─── Excerto fornecido ───
Caspar David Friedrich - Easter morning (1833)
Retomo um post da Páscoa de 2010.
O mistério pascal, a morte e a ressurreição. Por vezes diz-se
"tempo de Páscoa", mas nunca se percebe nessa declaração a tautologia nela presente. Pensamos que há um tempo de Páscoa, outro de Natal, um de
Carnaval, ou pensamos em tempos profanos, como aqueles onde, nos dias de hoje,
decorre a vida dos homens. Isso ajuda-nos a falhar a compreensão da tautologia.
Entre cada instante e a Páscoa cristã há uma semelhança que talvez seja pertubadora.
───
▶ [Tarefas do exercício]:
a) Reproduza o texto sobre a Páscoa desde "O mistério pascal, a" até "compreensão da tautologia.", inclusive.
b) Que festas diz o texto sobre a Páscoa que pensamos ter um tempo próprio? Indique-as todas.
c) Prolongue o texto sobre a Páscoa a partir da última frase apresentada.
─── Dados brutos ───
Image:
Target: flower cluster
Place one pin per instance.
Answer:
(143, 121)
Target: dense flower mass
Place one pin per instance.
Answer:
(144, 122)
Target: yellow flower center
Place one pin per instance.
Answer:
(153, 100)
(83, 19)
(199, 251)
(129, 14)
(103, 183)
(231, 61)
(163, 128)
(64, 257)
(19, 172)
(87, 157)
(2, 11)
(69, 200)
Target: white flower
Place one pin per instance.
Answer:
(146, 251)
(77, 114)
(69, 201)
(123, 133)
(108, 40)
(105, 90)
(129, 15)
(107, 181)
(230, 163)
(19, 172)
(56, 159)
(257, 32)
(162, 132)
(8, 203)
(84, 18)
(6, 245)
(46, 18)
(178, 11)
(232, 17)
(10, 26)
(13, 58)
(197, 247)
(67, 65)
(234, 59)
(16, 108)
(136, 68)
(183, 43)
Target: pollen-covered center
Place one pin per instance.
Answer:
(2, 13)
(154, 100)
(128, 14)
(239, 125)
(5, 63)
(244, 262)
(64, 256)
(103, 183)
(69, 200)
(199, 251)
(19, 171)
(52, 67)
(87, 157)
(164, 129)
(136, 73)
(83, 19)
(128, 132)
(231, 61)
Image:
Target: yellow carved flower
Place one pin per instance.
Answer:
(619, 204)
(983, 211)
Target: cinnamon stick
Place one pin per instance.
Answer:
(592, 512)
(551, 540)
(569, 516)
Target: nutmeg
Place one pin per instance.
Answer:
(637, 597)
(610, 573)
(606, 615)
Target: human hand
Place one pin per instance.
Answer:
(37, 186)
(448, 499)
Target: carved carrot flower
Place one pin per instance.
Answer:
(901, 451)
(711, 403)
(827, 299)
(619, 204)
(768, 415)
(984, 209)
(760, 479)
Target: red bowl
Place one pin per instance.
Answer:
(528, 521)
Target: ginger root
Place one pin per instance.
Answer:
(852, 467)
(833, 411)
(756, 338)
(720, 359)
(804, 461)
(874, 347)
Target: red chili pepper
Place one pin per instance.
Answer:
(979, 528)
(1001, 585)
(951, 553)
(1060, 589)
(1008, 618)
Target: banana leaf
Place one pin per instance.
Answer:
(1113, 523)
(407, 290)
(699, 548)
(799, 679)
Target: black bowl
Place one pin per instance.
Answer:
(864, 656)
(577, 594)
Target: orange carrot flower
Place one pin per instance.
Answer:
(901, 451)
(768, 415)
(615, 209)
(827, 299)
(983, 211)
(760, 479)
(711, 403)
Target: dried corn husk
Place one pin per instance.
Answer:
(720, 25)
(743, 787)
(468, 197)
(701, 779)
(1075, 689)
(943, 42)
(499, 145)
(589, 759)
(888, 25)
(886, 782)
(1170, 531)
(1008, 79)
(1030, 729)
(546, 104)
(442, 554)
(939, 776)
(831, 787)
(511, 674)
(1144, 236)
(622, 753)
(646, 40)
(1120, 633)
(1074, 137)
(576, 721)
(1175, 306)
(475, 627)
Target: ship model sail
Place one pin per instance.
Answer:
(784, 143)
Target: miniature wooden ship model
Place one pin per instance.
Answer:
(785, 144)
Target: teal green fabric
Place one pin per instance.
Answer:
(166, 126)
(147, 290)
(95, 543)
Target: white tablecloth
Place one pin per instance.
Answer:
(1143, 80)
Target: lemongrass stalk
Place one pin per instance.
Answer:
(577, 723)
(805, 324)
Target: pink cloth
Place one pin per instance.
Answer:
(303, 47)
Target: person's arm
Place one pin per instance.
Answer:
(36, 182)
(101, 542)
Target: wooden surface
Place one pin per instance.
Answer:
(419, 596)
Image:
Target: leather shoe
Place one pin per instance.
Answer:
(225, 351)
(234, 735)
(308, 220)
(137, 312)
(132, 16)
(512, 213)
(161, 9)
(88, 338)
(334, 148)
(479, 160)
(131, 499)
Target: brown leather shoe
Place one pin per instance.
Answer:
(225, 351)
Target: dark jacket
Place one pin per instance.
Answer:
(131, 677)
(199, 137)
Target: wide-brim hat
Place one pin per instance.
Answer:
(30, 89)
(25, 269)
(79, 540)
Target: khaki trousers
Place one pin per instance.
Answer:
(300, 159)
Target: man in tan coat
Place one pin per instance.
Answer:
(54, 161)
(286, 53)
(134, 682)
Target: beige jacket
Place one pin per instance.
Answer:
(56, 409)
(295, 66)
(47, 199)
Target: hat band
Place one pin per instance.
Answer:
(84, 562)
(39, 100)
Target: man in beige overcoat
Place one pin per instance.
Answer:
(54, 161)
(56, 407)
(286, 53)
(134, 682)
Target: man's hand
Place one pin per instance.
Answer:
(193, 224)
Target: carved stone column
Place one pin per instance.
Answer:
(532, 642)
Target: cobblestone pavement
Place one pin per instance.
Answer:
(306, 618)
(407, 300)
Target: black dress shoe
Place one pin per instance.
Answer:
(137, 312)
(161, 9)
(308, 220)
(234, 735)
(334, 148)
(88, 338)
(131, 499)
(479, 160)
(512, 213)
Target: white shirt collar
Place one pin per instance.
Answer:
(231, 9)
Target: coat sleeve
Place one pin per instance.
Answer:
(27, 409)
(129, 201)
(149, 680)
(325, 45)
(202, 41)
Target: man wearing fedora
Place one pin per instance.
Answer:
───
▶ [Respostas por número]:
a)
O mistério pascal, a morte e a ressurreição. Por vezes diz-se
"tempo de Páscoa", mas nunca se percebe nessa declaração a tautologia nela presente. Pensamos que há um tempo de Páscoa, outro de Natal, um de
Carnaval, ou pensamos em tempos profanos, como aqueles onde, nos dias de hoje,
decorre a vida dos homens. Isso ajuda-nos a falhar a compreensão da tautologia.

b) Páscoa, Natal, Carnaval

c)
A Páscoa dos cristãos é marcada pela morte de Cristo e a sua ressurreição. Ora
esta narrativa plasmada no tempo, entre sexta-feira e domingo de madrugada,
permite apreender a essência do instante temporal. Nas Confissões (IX, 14),
Agostinho de Hipona, enfrenta o tempo com uma aporia: "Se ninguém mo
perguntar, eu sei; se o quiser explicar a quem me fizer a perguntar, já não
sei." Uma aporia é o sintoma de uma dificuldade, quando não de um
mistério.
O que acontece em cada instante é uma morte e uma ressurreição. Na cruz
do instante (cruz, pois lá se cruzam passado e futuro) crucifica-se o ser que
somos mas que deixamos de ser, morremos para o que fomos, que passa a ser
apenas memória e algo passível de rememoração. Mas essa morte é a condição de
possibilidade da vida que está a chegar. Morremos e ressuscitamos, instantaneamente.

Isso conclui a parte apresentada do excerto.